[Records from a collection]
==============================

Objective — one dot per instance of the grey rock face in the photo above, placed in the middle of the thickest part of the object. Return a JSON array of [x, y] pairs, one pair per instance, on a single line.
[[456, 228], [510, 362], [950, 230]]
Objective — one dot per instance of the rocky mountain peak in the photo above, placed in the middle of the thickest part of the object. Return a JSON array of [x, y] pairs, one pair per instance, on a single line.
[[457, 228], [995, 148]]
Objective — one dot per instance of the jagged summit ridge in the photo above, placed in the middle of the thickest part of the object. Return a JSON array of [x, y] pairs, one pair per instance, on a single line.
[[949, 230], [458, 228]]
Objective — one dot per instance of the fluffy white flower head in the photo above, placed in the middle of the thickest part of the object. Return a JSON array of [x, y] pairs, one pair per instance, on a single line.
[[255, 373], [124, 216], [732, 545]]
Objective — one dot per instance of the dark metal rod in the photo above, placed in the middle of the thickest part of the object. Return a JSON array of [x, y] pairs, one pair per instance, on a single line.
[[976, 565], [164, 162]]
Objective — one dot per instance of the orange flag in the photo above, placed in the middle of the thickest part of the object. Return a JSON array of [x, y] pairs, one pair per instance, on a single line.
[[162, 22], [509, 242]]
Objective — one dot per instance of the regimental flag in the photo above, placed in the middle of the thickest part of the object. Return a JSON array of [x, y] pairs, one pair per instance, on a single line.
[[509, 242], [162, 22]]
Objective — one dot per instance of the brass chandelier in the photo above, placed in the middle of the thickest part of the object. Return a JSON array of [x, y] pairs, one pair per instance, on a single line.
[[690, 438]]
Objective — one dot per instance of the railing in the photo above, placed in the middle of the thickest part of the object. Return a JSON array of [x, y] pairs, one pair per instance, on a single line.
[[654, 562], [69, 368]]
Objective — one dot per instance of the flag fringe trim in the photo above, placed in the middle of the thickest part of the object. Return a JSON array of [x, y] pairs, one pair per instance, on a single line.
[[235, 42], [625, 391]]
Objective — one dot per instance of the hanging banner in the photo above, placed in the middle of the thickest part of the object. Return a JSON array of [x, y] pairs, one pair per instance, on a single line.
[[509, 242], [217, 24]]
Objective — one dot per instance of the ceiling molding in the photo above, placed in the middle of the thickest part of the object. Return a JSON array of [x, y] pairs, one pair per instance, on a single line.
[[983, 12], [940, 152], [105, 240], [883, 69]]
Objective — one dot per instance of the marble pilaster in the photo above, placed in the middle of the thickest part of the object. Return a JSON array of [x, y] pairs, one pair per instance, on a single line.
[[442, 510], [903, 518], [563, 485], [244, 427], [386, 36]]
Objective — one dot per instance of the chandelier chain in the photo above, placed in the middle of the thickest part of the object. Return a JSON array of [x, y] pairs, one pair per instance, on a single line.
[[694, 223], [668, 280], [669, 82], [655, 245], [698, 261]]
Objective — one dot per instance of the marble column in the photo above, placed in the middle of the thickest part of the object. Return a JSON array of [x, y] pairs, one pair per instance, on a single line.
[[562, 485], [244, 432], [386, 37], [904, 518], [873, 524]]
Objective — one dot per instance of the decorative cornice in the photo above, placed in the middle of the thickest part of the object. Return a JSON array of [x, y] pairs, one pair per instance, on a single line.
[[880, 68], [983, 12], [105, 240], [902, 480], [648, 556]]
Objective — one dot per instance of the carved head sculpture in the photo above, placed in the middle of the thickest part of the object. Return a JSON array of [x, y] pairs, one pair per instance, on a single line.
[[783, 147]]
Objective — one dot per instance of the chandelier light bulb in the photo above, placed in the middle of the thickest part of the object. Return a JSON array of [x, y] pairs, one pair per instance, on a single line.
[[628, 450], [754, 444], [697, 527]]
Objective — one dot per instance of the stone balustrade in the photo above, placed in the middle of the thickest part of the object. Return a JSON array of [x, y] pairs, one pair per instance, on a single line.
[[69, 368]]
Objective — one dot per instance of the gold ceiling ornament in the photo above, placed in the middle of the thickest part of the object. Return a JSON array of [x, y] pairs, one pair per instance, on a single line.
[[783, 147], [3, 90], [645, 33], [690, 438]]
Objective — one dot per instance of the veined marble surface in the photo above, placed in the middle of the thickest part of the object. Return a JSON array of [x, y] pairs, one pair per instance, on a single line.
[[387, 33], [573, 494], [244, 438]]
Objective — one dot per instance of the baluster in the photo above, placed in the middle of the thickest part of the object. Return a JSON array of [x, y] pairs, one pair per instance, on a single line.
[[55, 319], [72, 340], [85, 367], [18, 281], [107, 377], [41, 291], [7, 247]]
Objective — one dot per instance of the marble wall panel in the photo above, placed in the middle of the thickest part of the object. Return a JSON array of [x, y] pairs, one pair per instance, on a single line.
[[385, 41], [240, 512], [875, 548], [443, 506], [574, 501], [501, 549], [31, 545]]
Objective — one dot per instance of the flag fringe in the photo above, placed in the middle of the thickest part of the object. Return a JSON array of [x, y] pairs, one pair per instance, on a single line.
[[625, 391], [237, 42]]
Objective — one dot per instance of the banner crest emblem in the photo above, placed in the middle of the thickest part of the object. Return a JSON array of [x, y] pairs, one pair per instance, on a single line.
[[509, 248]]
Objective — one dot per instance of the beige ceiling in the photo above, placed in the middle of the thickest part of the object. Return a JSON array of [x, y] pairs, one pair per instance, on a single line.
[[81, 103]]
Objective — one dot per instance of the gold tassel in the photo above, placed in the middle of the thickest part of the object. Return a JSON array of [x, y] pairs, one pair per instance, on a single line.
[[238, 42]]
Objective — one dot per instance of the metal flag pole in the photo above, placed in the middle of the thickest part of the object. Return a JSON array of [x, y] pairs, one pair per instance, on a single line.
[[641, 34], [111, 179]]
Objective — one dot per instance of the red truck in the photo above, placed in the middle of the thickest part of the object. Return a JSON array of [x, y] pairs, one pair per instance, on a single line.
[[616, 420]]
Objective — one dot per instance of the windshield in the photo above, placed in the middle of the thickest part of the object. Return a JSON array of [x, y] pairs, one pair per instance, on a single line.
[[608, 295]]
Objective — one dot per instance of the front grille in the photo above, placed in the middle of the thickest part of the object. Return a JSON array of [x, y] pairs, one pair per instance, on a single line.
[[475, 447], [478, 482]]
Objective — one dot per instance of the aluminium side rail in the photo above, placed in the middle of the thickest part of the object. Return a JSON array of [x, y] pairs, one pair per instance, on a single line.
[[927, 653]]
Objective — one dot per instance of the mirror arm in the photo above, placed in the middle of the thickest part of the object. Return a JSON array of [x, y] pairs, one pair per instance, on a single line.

==============================

▶ _What you need to do_
Reproduce every row above line for line, without changing anything.

▶ _Answer to this exercise_
Objective — one dot per instance of the grey rock face in the photo above, placed in the middle of the thickest part of the object. Return a JSON array of [x, y] pairs, one pair per instance, on a single line.
[[456, 228], [510, 362], [950, 230]]
Objective — one dot per instance of the rocky mountain peak in the photo above, placed in the middle of the thickest part of the object. Return a JSON array of [x, y] pairs, one pair per instance, on a single line.
[[457, 228], [995, 148]]
Objective — one dot per instance of the jagged summit ridge in the photo above, placed in the middle of the thickest part of the object. Return a JSON array of [x, y] pairs, one pair per instance, on a single line.
[[949, 230], [458, 228]]
Objective — one dot per instance of the fluffy white flower head in the photo above, placed in the middle of the thickest part of the object. Return a JSON array of [x, y] pairs, one pair per instance, on a single line.
[[255, 373], [124, 216], [732, 545]]
Objective — one dot per instance of the dark metal rod in the photo above, placed in the middle of the thickest part of the object. Return a JSON array of [x, y] pairs, one pair per instance, on a single line.
[[976, 565], [164, 162]]
Objective — one dot per instance of the orange flag in the photo above, placed in the middle of the thickest part of the object. Return a JSON array of [x, y] pairs, one pair per instance, on a single line.
[[162, 22], [509, 242]]
Objective — one dot per instance of the regimental flag in the photo above, placed in the middle of the thickest part of the object. Return a JSON array of [x, y] pairs, one pair per instance, on a single line.
[[509, 242], [162, 22]]
Objective — one dot per instance of the brass chandelier in the photo above, placed in the middle of the thickest part of the object. Return a JSON array of [x, y] pairs, one pair per instance, on a single line.
[[690, 438]]
Objective — one dot per instance of the railing in the photo above, placed in the middle of the thickest part of the object. Return a JSON array of [x, y] pairs, one pair per instance, on a single line.
[[654, 562], [69, 368]]
Objective — one dot per instance of the flag fringe trim in the photo above, placed in the middle of the thickest part of the object. Return a JSON array of [x, y] pairs, one pair per instance, on a single line.
[[235, 42], [625, 391]]
Objective — one dot per instance of the hanging banner in the photo above, placed in the middle of the thickest part of the object. Return a JSON array of [x, y] pairs, one pair per instance, on a single line.
[[509, 242], [217, 24]]
Objective — one dot per instance of the ceiling molding in the photo above, placed in the middle of the thickest part of the object. Return a JSON array of [x, y] pairs, one pair per instance, on a single line.
[[983, 12], [940, 152], [105, 240], [883, 69]]
Objective — one dot per instance of the marble pilaster in the photo above, placed in the middle of the thickest part of the object. Return a JSON array of [x, y] pairs, one pair per instance, on a single line.
[[442, 510], [903, 518], [563, 485], [244, 427], [386, 36]]
Objective — one dot per instance of the chandelier chain in the photo above, placed in the middle of the thickest part of the object. Return a JSON array of [x, y] pairs, one pair per instance, on a single line.
[[694, 223], [668, 280], [669, 82], [655, 245], [698, 261]]
Objective — one dot per instance of the marble column in the photo above, placed in the middle of the thickest part of the object. Return a JSON array of [x, y] pairs, one pair per instance, on a single line.
[[562, 485], [244, 432], [386, 37], [904, 518], [873, 524]]
Objective — one dot per instance of the decorative cornice in the photo above, placed in the middle of the thickest part of the object. Return a JSON array of [x, y] pairs, one pair per instance, on a single line.
[[880, 68], [983, 12], [105, 240], [902, 480], [648, 556]]
Objective — one dot per instance of the carved head sculpture in the photo above, placed in the middle of the thickest part of the object. Return a JSON array of [x, y] pairs, one pair per instance, on a single line.
[[783, 147]]
Objective — one dot per instance of the chandelier light bulb in the photo above, placed in the middle of the thickest part of the object. Return a JSON array of [x, y] pairs, one pair per instance, on a single line.
[[628, 450], [754, 444], [697, 527]]
Objective — one dot per instance of the stone balustrade in the photo above, placed in the middle of the thickest part of the object. Return a JSON array of [x, y] pairs, one pair per instance, on a single line.
[[69, 368]]
Objective — one dot per instance of the gold ceiling ornament in the photo above, placed in the middle of the thickest part of the object. Return a JSON array of [x, y] pairs, one pair per instance, on a single line.
[[783, 147], [3, 90], [645, 33], [690, 438]]
Objective — one dot per instance of the veined marble surface in the photo above, placed in the middle of the thickest part of the object. Return a JSON array of [x, y] pairs, one pair per instance, on a single line.
[[387, 33], [573, 494], [244, 438]]
Objective — one dot per instance of the baluster in the photo above, placed in the middle of the thickest part of the object. Return a JSON array of [x, y] pairs, one pair per instance, on a single line.
[[55, 319], [72, 340], [85, 367], [18, 281], [107, 377], [41, 291], [7, 247]]
Objective — one dot per instance of the marble wall panel in the photo above, placed in the middle of the thickest part of the object. Return a JSON array of [x, y] pairs, one pair per instance, on a single line.
[[385, 41], [240, 512], [875, 548], [443, 506], [574, 501], [501, 549], [31, 545]]
Objective — one dot per instance of the flag fringe in the photo above, placed in the middle of the thickest part of the object. Return a JSON array of [x, y] pairs, one pair per instance, on a single line.
[[625, 391], [237, 42]]
Objective — one dot per instance of the banner crest emblem in the photo above, placed in the middle of the thickest part of the object. Return a JSON array of [x, y] pairs, one pair per instance, on a single line.
[[509, 248]]
Objective — one dot per instance of the beige ceiling in the photo above, placed in the middle of the thickest part of the object. Return a JSON array of [x, y] pairs, one pair per instance, on a single line.
[[81, 103]]
Objective — one dot per instance of the gold tassel in the photo above, placed in the middle of the thickest part of the object. Return a JSON array of [x, y] pairs, one pair per instance, on a single line.
[[238, 42]]
Objective — one dot per instance of the metal flag pole in the photo above, placed in the middle of the thickest part of the object. Return a JSON array of [x, y] pairs, one pair per instance, on a single line.
[[641, 34], [111, 179]]
Objective — one dot per instance of the red truck in the photo above, placed in the middle of the thickest part of the object. Return a JSON array of [x, y] pairs, one pair per instance, on a single line.
[[616, 420]]
Objective — one dot per instance of the windshield in the photo above, placed in the middle of the thickest part of the object. Return a JSON array of [x, y] pairs, one pair per instance, on a single line.
[[608, 295]]
Objective — one dot per instance of the front grille in the photo above, placed in the middle of the thickest part of the object. Return a JSON array of [x, y] pairs, one pair per instance, on a single line.
[[475, 447], [478, 482]]
Objective — one dot per instance of the aluminium side rail in the photo above, placed in the middle of the thickest part of the object. Return a JSON array of [x, y] pairs, one pair per instance, on a single line.
[[927, 653]]
Objective — one dot per instance of the mirror arm in the photo above, placed in the middle of the thickest part of the object. Return a JSON array of [x, y] pairs, one pair per instance, on a single line.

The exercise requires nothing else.